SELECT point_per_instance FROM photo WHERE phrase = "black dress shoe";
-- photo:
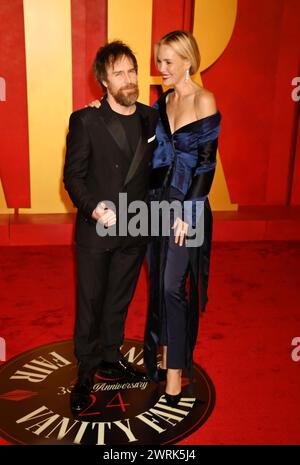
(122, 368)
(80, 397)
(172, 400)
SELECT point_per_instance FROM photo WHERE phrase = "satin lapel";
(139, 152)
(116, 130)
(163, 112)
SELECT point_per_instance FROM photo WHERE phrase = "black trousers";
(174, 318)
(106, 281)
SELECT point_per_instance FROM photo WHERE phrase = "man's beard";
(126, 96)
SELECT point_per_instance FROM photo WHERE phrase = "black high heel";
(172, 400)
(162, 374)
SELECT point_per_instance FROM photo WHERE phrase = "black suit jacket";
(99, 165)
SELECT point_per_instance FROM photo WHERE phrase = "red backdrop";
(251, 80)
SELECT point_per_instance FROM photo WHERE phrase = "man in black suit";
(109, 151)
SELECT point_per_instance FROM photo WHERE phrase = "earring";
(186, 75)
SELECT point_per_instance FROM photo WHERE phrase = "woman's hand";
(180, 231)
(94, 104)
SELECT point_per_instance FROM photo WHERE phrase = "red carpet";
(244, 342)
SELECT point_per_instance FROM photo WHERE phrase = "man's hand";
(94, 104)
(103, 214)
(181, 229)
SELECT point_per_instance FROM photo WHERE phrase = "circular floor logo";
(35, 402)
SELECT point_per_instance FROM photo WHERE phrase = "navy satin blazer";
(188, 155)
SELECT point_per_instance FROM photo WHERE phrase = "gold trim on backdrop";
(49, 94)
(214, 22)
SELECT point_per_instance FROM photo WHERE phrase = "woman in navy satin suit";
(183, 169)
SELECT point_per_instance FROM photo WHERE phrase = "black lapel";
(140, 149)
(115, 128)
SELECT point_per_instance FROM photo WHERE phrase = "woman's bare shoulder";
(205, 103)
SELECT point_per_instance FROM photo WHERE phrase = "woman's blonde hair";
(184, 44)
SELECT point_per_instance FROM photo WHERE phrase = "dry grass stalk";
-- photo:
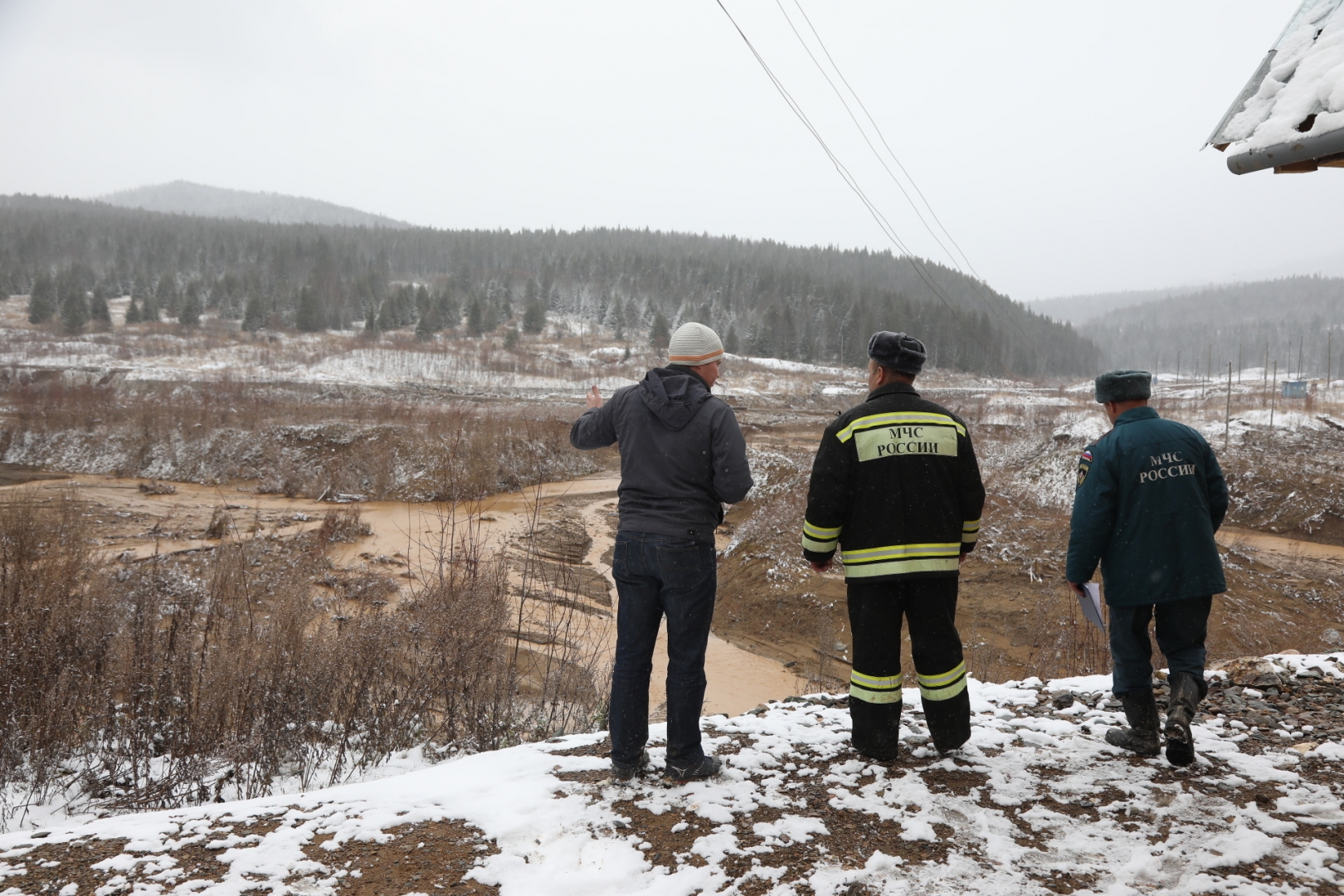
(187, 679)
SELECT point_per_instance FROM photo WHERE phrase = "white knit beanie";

# # # # # # #

Reproduce the listing word for word and omit its pictures.

■ **Complete output**:
SELECT point_per_instance FROM photo WHERE phrase = "black dress shoe";
-- photo:
(122, 368)
(80, 397)
(172, 400)
SELECT point_per_instance FROM photo WHERE phrase = "satin lapel";
(139, 152)
(116, 130)
(163, 112)
SELECT point_per_instance FROM photo WHERE phrase = "black trousers";
(174, 318)
(106, 281)
SELECT point_per_instance FROM photo WHERE phrase = "man's beard";
(126, 96)
SELECT point_per_instance FROM photo WHERE phrase = "black high heel";
(172, 400)
(162, 374)
SELECT point_per_instance FROM photo WHERE phrase = "black suit jacket";
(99, 165)
SELECT point_per_instance FROM photo WHERE phrase = "red backdrop";
(251, 80)
SELECT point_per_instance FROM photo WHERE phrase = "man in black suit";
(109, 151)
SELECT point_per_instance FROM photo WHERE phrase = "earring";
(186, 75)
SELECT point_per_instance FROM photo WHERE phrase = "woman's hand";
(180, 231)
(94, 104)
SELECT point_per_instance FROM photo WHERE phrase = "red carpet";
(244, 342)
SELECT point_per_instance FROM photo WHERE phrase = "man's hand";
(94, 104)
(103, 214)
(181, 229)
SELECT point_per_instance FROM photo WHERE phrase = "circular floor logo";
(35, 402)
SELECT point_per_instance FROM photo WHERE phrase = "navy satin blazer";
(188, 155)
SELECT point_per_instance FROM photo WHERE phrase = "gold trim on backdrop";
(49, 94)
(214, 22)
SELECT point_per_instance FROM photo WHERE phrase = "woman in navy satin suit";
(183, 169)
SELECT point_per_instance FROM photo WHERE phrase = "black lapel";
(140, 149)
(115, 128)
SELECT point_per_instance FROM photo WHERE phrase = "woman's bare shoulder";
(205, 103)
SELECT point_per_instance FROM photo WHERE phrase = "woman's blonde hair";
(184, 44)
SELECT point_per_instance FROM photo WHERE phrase = "dry grass stalk";
-- photo:
(187, 679)
SELECT point_per_instance FROM photo WHERE phrase = "white knit beanie";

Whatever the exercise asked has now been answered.